(Lines of data)
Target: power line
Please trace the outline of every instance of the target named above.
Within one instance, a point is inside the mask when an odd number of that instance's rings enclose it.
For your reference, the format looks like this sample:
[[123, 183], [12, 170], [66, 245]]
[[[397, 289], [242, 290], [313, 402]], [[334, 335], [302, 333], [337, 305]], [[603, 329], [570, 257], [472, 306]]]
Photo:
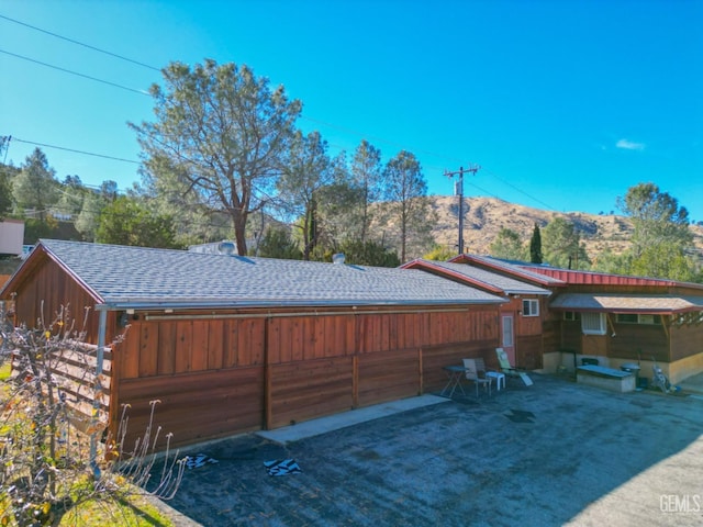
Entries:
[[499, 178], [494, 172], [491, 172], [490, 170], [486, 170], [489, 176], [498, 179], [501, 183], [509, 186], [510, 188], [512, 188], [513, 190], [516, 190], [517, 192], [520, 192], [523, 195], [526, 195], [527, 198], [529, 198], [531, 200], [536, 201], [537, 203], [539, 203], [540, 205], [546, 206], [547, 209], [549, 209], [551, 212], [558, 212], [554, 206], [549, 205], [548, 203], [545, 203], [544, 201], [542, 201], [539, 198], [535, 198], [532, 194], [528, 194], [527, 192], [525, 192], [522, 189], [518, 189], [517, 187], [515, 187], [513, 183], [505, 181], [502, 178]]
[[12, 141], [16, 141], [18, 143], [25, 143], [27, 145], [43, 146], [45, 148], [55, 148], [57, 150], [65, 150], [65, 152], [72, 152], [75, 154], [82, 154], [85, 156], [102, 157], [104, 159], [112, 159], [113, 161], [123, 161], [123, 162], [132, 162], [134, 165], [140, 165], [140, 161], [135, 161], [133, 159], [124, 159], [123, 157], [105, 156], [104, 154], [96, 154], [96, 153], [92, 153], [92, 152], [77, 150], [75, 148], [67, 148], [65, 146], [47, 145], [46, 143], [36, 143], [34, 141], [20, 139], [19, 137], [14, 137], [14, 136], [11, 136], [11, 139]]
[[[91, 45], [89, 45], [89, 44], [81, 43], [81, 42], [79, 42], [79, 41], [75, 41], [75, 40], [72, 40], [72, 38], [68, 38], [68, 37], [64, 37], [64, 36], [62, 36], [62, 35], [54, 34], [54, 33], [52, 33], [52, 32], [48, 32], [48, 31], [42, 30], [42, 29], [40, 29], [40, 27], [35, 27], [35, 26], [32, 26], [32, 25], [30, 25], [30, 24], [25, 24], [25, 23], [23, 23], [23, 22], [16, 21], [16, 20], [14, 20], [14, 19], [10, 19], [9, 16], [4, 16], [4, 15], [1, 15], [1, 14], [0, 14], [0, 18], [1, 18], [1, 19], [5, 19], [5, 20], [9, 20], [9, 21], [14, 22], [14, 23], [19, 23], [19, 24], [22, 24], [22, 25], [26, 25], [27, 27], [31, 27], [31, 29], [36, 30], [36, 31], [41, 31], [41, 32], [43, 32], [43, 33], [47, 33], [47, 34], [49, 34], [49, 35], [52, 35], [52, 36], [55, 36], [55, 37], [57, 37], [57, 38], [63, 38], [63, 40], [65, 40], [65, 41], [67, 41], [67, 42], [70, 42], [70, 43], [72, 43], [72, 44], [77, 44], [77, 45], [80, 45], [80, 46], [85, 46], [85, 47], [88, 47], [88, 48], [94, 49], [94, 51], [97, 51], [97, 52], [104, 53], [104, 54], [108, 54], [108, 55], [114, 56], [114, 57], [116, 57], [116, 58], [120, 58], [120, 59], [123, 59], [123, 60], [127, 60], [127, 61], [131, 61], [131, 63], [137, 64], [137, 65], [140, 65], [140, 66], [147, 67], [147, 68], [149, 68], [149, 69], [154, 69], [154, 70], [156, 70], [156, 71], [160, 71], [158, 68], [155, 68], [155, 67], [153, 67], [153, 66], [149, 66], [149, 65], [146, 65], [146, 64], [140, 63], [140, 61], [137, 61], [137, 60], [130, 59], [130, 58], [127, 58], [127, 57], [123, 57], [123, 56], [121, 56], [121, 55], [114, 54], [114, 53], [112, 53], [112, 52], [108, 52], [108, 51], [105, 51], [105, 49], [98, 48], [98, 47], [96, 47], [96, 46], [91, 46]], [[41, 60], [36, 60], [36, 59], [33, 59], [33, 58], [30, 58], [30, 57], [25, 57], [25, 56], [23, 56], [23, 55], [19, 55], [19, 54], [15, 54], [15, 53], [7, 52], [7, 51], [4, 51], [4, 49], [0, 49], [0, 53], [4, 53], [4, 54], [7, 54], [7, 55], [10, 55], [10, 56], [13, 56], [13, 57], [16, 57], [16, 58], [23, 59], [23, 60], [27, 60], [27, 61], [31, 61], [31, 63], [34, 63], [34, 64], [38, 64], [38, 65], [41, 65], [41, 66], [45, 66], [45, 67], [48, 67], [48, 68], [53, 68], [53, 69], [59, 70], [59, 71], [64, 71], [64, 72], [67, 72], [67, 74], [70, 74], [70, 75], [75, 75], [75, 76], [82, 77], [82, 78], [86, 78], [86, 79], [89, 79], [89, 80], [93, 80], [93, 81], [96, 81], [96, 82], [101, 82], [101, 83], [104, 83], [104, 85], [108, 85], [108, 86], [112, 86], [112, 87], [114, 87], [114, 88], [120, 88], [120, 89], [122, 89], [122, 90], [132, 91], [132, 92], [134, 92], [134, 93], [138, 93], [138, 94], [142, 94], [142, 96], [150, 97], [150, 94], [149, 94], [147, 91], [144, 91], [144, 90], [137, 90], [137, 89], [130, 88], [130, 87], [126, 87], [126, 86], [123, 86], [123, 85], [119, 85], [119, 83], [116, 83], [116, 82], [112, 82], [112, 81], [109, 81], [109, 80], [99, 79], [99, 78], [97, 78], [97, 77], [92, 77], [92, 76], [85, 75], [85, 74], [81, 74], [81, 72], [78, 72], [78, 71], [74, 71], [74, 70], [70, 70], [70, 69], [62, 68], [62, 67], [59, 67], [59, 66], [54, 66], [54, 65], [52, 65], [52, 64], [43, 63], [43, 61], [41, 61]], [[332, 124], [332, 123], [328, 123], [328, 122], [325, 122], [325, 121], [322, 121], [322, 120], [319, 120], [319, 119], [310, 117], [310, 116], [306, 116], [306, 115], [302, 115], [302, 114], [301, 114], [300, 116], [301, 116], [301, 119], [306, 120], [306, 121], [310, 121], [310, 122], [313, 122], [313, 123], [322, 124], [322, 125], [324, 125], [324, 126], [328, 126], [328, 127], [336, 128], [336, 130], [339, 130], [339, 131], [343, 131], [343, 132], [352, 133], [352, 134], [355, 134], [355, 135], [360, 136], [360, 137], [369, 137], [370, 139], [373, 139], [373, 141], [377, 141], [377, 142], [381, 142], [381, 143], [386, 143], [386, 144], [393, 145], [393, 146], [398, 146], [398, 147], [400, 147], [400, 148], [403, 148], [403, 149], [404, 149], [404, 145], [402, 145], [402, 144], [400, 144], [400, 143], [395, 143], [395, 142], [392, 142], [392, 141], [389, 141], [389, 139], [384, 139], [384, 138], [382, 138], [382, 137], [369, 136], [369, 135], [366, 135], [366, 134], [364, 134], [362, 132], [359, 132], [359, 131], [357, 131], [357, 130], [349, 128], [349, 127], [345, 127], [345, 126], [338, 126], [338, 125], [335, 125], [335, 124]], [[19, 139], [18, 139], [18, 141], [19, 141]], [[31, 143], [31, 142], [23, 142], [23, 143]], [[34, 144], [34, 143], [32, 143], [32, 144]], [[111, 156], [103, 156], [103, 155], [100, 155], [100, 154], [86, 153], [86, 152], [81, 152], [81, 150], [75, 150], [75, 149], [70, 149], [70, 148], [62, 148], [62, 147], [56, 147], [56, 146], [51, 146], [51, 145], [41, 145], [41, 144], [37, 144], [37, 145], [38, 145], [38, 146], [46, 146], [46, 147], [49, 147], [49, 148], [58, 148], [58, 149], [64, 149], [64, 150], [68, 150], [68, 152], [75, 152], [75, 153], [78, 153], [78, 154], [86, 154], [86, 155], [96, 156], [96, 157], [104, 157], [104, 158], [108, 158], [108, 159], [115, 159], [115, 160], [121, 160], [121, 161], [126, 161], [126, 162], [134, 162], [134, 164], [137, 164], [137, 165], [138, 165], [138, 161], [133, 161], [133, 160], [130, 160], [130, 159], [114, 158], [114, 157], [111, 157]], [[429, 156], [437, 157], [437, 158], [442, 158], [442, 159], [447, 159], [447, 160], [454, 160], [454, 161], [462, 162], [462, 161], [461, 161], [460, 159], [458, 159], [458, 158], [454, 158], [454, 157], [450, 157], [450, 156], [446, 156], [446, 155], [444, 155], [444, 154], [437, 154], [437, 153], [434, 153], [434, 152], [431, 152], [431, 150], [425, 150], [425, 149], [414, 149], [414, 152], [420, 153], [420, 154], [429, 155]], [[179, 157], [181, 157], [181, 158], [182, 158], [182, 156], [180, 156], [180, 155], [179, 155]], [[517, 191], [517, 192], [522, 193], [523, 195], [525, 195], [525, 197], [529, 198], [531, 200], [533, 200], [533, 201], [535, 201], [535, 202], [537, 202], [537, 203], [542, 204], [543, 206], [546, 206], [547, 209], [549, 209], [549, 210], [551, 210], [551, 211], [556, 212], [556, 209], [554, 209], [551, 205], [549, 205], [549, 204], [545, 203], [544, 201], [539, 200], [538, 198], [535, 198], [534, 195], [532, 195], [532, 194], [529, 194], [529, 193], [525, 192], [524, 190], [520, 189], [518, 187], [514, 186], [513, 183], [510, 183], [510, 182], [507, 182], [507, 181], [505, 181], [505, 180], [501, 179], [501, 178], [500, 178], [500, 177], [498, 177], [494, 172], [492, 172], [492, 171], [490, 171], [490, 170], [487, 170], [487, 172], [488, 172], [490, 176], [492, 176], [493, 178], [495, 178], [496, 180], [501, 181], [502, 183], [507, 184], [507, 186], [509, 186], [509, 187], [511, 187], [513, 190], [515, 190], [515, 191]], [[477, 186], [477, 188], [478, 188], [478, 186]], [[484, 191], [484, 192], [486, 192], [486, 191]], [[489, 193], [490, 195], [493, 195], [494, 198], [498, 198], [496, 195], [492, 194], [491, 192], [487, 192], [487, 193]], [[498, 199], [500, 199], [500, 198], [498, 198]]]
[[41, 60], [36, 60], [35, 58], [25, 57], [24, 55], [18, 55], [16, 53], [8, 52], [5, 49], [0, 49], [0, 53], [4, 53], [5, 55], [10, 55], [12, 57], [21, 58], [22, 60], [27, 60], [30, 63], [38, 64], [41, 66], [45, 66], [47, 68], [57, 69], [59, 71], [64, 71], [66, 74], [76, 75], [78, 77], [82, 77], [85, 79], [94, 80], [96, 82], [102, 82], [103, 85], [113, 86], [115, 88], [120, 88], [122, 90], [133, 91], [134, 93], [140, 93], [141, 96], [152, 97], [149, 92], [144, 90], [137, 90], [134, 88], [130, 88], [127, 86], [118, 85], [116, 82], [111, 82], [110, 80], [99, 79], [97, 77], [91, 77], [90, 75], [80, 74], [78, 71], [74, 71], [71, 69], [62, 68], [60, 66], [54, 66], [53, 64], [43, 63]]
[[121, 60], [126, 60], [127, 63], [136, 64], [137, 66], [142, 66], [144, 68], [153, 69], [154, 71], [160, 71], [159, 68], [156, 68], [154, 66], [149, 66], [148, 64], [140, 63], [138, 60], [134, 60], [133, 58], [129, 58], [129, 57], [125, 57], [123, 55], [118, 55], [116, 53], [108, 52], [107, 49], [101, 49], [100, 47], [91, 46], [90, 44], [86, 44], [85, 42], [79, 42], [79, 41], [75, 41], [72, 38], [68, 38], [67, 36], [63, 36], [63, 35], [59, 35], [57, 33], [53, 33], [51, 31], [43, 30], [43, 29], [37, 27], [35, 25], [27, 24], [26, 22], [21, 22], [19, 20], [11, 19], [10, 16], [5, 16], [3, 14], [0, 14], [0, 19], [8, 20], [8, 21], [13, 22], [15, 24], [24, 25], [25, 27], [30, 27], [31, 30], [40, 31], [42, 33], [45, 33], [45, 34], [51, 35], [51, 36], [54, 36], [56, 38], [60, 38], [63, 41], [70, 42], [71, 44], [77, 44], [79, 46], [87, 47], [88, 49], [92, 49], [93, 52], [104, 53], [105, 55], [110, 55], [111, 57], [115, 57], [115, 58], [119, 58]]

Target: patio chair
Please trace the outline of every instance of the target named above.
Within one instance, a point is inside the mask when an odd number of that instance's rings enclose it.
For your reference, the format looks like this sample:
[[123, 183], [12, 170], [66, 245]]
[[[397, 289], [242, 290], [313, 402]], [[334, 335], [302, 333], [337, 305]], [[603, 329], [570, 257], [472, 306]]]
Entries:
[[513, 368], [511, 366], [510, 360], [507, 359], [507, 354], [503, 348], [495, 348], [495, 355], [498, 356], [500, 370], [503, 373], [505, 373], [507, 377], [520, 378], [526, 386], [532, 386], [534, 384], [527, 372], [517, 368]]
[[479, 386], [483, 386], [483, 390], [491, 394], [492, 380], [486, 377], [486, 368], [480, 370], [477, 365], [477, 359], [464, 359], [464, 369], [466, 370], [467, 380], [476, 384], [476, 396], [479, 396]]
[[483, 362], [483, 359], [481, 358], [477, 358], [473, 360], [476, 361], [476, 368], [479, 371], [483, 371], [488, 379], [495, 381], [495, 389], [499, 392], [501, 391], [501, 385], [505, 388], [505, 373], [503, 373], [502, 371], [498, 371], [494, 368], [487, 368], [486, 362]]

» Task description
Starting at the line that contains "Target: patio chair" and ending at the last line of the records, rewrite those lines with "sample" swapped for "example" and nothing else altered.

» Task result
Target: patio chair
Please trace the outline of every instance of the target named above.
Within one instance, a point is inside the mask when an odd number of that instance's rings enclose it.
For your reference, the format looks like this example:
[[123, 183], [12, 170], [66, 245]]
[[[397, 289], [242, 290], [313, 402]], [[334, 335], [302, 333], [337, 305]], [[603, 329], [570, 257], [472, 306]]]
Entries:
[[513, 368], [511, 366], [510, 360], [507, 359], [507, 354], [503, 348], [495, 348], [495, 355], [498, 356], [500, 370], [503, 373], [505, 373], [507, 377], [520, 378], [526, 386], [532, 386], [534, 384], [527, 372], [517, 368]]
[[479, 386], [483, 386], [483, 390], [491, 394], [492, 380], [486, 377], [486, 368], [480, 370], [477, 365], [477, 359], [464, 359], [464, 369], [466, 370], [467, 380], [476, 384], [476, 396], [479, 396]]
[[483, 362], [483, 359], [481, 358], [477, 358], [473, 360], [476, 361], [476, 368], [479, 371], [483, 371], [488, 379], [495, 381], [495, 389], [499, 392], [501, 391], [501, 385], [505, 388], [505, 373], [503, 373], [502, 371], [498, 371], [494, 368], [487, 368], [486, 362]]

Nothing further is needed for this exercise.